_Extrait du texte_

-.-.-

Des témoignages anonymes de salariés sur les risques psychosociaux...
En l’espèce, après la décision du CSE de recourir à une expertise pour risque grave, l’employeur avait saisi le président du tribunal judiciaire pour faire écarter des débats des témoignages anonymes produits par l’instance représentative du personnel et en conséquence annuler la délibération du comité diligentant l’expertise. Le président du tribunal avait fait droit à sa demande en déclarant irrecevables ces témoignages et en annulant la délibération, au regard du principe du contradictoire inscrit aux articles 15 et 16 du Code de procédure civile. Or, le comité indiquait avoir anonymisé les attestations afin de protéger les salariés d’éventuelles représailles, et les témoignages en question n’étaient pas les seuls éléments produits pour étayer l’existence d’un risque grave dans l’entreprise.
... peuvent contribuer à établir un risque grave dans l'entreprise
La Cour de cassation applique la solution énoncée en 2023 dans le cas d’un témoignage anonymisé participant à la preuve d’une faute du salarié (Cass. soc. 19-4-2023 n° 21-20.308 FB : RJS 8-9/23 n° 471).

-.-.-

_Données fournies_
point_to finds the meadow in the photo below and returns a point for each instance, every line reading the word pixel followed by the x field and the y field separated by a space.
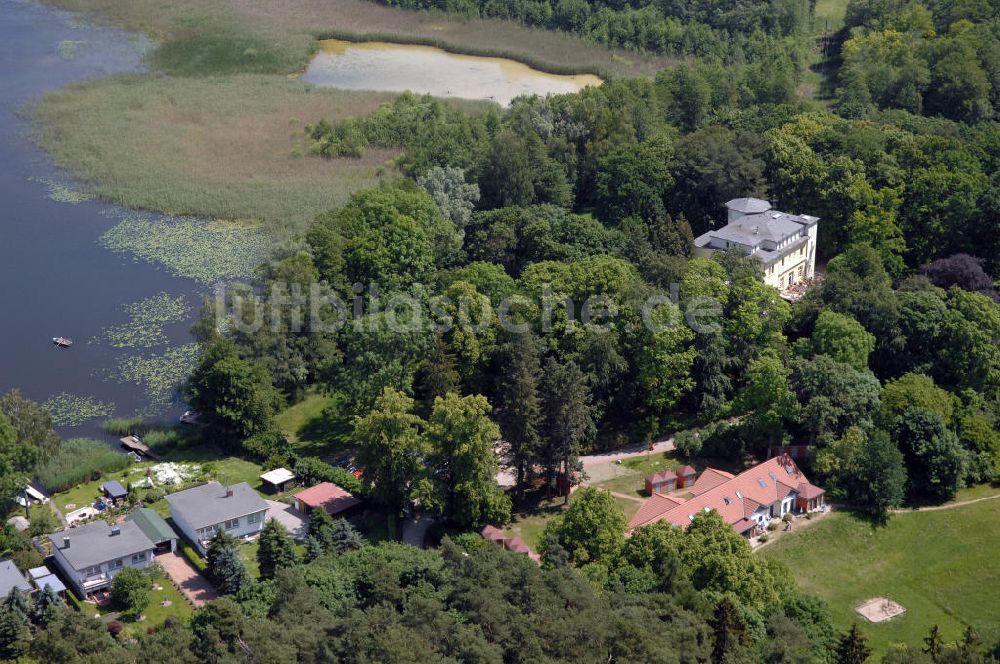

-.-.-

_Consigne_
Pour chaque affirmation, dites par oui ou par non si elle correspond au texte sur les témoignages anonymes, et citez mot pour mot le passage qui tranche.
(a) Le président du tribunal avait rejeté la demande de l'employeur.
(b) Le comité disait avoir anonymisé les attestations pour protéger les salariés de représailles.
(c) Les témoignages anonymes étaient les seuls éléments produits pour établir un risque grave.

_Réponse complète_
(a) Non : « Le président du tribunal avait fait droit à sa demande en déclarant irrecevables ces témoignages et en annulant la délibération ».
(b) Oui : « le comité indiquait avoir anonymisé les attestations afin de protéger les salariés d’éventuelles représailles ».
(c) Non : « les témoignages en question n’étaient pas les seuls éléments produits pour étayer l’existence d’un risque grave dans l’entreprise ».